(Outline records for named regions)
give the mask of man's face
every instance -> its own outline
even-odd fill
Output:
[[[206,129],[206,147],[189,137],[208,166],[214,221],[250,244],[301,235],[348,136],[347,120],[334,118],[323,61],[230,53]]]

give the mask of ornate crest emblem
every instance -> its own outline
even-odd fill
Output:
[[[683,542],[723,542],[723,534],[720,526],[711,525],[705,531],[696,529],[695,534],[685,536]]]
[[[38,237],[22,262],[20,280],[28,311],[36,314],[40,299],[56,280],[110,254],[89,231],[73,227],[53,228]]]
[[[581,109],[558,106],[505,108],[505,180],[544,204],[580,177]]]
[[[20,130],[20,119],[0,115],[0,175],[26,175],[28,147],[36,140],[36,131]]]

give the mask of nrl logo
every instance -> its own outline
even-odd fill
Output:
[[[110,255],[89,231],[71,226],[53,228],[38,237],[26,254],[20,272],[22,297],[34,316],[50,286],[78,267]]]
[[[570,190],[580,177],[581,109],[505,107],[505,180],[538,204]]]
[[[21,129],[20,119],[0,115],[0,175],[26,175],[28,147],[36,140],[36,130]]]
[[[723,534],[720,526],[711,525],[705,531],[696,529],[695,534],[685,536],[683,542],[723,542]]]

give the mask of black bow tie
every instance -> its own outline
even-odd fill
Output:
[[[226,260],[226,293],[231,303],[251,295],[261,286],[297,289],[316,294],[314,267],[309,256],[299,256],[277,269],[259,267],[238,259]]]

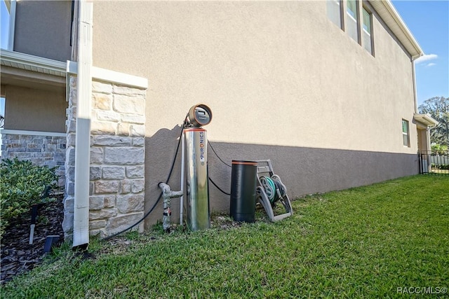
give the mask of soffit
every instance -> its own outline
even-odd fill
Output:
[[[401,41],[413,60],[423,55],[421,47],[390,0],[370,1],[370,4]]]
[[[427,127],[435,127],[439,123],[438,120],[431,117],[429,113],[415,114],[413,120]]]
[[[64,90],[64,62],[1,49],[0,65],[2,85]]]
[[[66,63],[48,58],[1,49],[0,64],[4,67],[65,78]]]

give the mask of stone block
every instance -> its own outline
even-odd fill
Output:
[[[98,211],[89,211],[89,219],[107,219],[117,215],[116,209],[103,209]]]
[[[125,179],[125,167],[119,166],[103,167],[103,179]]]
[[[119,122],[120,120],[120,113],[110,111],[98,110],[95,113],[98,120],[105,120],[112,122]]]
[[[97,230],[98,228],[104,228],[106,227],[106,224],[107,224],[107,221],[106,220],[96,220],[94,221],[90,221],[89,230]]]
[[[109,221],[108,235],[111,235],[129,228],[140,220],[142,217],[143,217],[143,212],[120,215],[110,218]],[[139,225],[136,225],[133,230],[138,230],[140,232],[143,232],[143,223],[141,223]]]
[[[114,110],[128,114],[142,114],[145,111],[145,101],[142,97],[114,95]]]
[[[145,97],[147,95],[147,90],[133,88],[128,86],[113,85],[112,92],[117,95],[135,95]]]
[[[145,126],[143,125],[131,125],[131,136],[145,136]]]
[[[117,181],[97,181],[94,183],[95,194],[116,193],[119,192]]]
[[[112,95],[93,94],[92,107],[95,109],[111,110],[112,109]]]
[[[91,147],[91,163],[102,163],[102,162],[103,162],[102,148],[98,148],[98,147]]]
[[[131,132],[131,125],[126,123],[120,123],[117,128],[117,134],[129,136]]]
[[[131,192],[131,182],[128,180],[120,181],[120,193],[126,194]]]
[[[105,207],[113,208],[115,207],[115,195],[105,195]]]
[[[143,178],[145,174],[144,166],[127,166],[126,176],[129,179]]]
[[[142,164],[145,158],[143,148],[108,147],[105,148],[105,162],[107,164]]]
[[[90,176],[91,181],[95,181],[101,179],[102,168],[99,166],[91,166]]]
[[[145,145],[145,139],[143,137],[133,138],[133,145],[134,146],[144,146]]]
[[[145,117],[142,115],[142,113],[143,113],[143,111],[139,115],[122,113],[121,120],[123,123],[143,125],[145,123]]]
[[[104,196],[91,196],[89,197],[89,209],[99,210],[105,207]]]
[[[91,123],[91,134],[114,134],[116,128],[116,123],[93,120]]]
[[[143,195],[117,195],[116,207],[122,214],[142,211],[144,208]]]
[[[130,146],[133,140],[130,137],[116,135],[95,135],[93,144],[96,146]]]
[[[56,153],[54,156],[55,161],[62,162],[65,161],[65,153]]]
[[[139,193],[144,190],[145,190],[145,181],[142,179],[131,181],[131,192],[133,193]]]
[[[92,81],[92,92],[101,93],[112,93],[112,85],[99,81]]]

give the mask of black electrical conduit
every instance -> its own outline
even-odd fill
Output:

Given problem
Reproduce the material line for line, starting at the line that contains "give the mask of black electrical conduit" and continuing through its final line.

Reply to the task
give the mask of black electrical conduit
every instance -> its own outline
even-odd fill
Output:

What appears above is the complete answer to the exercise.